Ambiente, arquitetura, arte e cotidianidade

Nas megalópoles contemporâneas, a maioria, os 99%, vivem apinhados em um ambiente feio, de espaços reduzidíssimos, trânsito congestionado, rodeados de poluição sonora, visual e material. Ambientes claramente contaminados. Porém, aos fins de semana, alguns desses habitantes podem freqüentar um museu, assistir a algum espetáculo ou forma de arte que lhes tragam alguma sensação de beleza. Outros, ao contrário, procuram espetáculos que intensificam essa sensação degradante e contaminada das grandes cidades; aumentando em muito a violência e os conflitos nas relações pessoais e ambientais. De qualquer forma, a beleza quando aparece nessas circunstâncias, aparece como algo descolado da vida, como um completamente outro. Outro mundo que se contrapõe à fealdade da cotidianidade. Uma ruptura inconciliável se estabelece então entre vida e arte. A síntese não é mais possível. Assim, a beleza torna-se um sonho, distante da vida, inalcançável. Uma ficção alijada da realidade.
Nas megalópoles contemporâneas, as pessoas são empurradas para a sua subjetividade, último reduto de salvação. Porém essa mesma subjetividade é sempre invadida pelo outro. É comum vermos as pessoas reclamando de seus vizinhos com suas “músicas altas” de gosto musical duvidoso. Ou conflito de toda espécie pelos desrespeitos às regras que deveriam presidir o espaço comum. O problema é que o movimento que empurra para a subjetividade máxima é o mesmo movimento que rompe com as regras e as leis do comum.

--------------------------------

- _Partes do exercício_:
**A)** Liste os tipos de poluição que, segundo o texto sobre as megalópoles, rodeiam a maioria dos habitantes.
**B)** Continue o texto sobre as megalópoles a partir da última frase apresentada.
As linhas abaixo não são necessárias.

- _Material fornecido_:
--------------------------------

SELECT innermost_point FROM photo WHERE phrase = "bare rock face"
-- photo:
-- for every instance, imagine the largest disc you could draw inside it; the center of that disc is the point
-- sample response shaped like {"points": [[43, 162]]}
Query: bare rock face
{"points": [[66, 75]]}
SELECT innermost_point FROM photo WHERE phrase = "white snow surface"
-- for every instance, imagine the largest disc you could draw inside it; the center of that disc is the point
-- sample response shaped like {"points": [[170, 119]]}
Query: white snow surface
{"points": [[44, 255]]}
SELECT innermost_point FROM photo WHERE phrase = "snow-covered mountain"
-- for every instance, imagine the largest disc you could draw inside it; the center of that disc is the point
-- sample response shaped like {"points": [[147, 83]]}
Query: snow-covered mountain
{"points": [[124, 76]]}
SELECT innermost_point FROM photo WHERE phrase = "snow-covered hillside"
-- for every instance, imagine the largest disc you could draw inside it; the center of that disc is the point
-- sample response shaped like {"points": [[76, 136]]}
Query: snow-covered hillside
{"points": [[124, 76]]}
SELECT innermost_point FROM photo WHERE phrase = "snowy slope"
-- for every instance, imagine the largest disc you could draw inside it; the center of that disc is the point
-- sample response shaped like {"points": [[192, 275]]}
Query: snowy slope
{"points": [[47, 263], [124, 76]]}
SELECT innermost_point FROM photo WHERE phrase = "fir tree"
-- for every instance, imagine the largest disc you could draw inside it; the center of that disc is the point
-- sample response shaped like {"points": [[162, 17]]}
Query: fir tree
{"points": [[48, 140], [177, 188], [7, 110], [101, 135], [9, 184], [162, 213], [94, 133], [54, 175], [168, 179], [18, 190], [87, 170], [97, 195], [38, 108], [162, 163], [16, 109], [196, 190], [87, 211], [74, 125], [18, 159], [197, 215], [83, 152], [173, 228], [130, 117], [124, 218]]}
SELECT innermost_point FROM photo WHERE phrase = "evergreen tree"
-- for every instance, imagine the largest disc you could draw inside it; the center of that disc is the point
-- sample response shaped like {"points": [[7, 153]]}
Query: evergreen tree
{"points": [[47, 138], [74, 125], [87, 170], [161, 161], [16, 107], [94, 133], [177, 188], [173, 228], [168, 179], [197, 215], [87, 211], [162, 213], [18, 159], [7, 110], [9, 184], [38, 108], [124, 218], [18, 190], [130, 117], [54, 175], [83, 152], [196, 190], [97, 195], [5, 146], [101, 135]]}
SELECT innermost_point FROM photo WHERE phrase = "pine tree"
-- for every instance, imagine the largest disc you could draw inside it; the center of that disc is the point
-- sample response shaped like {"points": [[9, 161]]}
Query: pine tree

--------------------------------

- _Respostas em ordem_:
**A)** Sonora, visual e material.

**B)**
O curioso é ser essa problemática tão pouco discutida nas pesquisas, publicações e cursos superiores de arquitetura e design, disciplinas e profissões exatamente responsáveis pelos projetos que mediam a relação do homem com o ambiente e a cotidianidade. Talvez essa situação seja o próprio reflexo da alienação geral conduzida pelo completo distanciamento da beleza com a cotidianidade.
A situação atual é um produto da própria história, portanto pode ser um dia alterada. De fato, nem sempre foi assim. Na Grécia Antiga, o espaço dos templos, a música, a poesia épica e a tragédia eram propriedades de todos os cidadãos e faziam parte de seu cotidiano. Os edifícios harmoniosos da Atenas clássica são exemplos de beleza formal mais elevados da história da arquitetura. São simetrias (mesmo metro, módulo) de grande harmonia entre o todo e as partes, reflexo das expressões lineares da geometria euclidiana. Trata-se do espaço e do ambiente da própria democracia ateniense e seu espírito público. Eram edifícios públicos e não residências privadas. É claro, que tratava-se de um sistema de produção escravocrata, portanto o escravo estava alijado da política, que era a mediação com a cotidianidade.
A Revolução Russa de 1917 foi um dos principais momentos onde a discussão entre arte, beleza e cotidianidade tornou-se obrigação de ofício. Numerosos grupos de arte de vanguarda, nesse período, propunham mergulhar a arte na vida e, com esse gesto, transformar tanto a vida como a arte. A reação estalinista acabou com esse momento histórico. Um dos mais criativos da história da arte. Na Revolução Espanhola de 1931-37, a arte também alcançou as ruas e o cotidiano de todas as pessoas. Por exemplo, a poesia de Lorca, Alberti e Miguel Hernández era comumente declamada e ouvida nas ruas tomadas pela população em sua luta e defesa da igualdade e liberdade.
Também o ideal da grande unidade de uma arte que encurta a distância entre beleza e vida foi o programa pedagógico da Bauhaus, que permaneceu viva nos seus desmembramentos de Ulm e Chicago, após seu fechamento pelos nazistas.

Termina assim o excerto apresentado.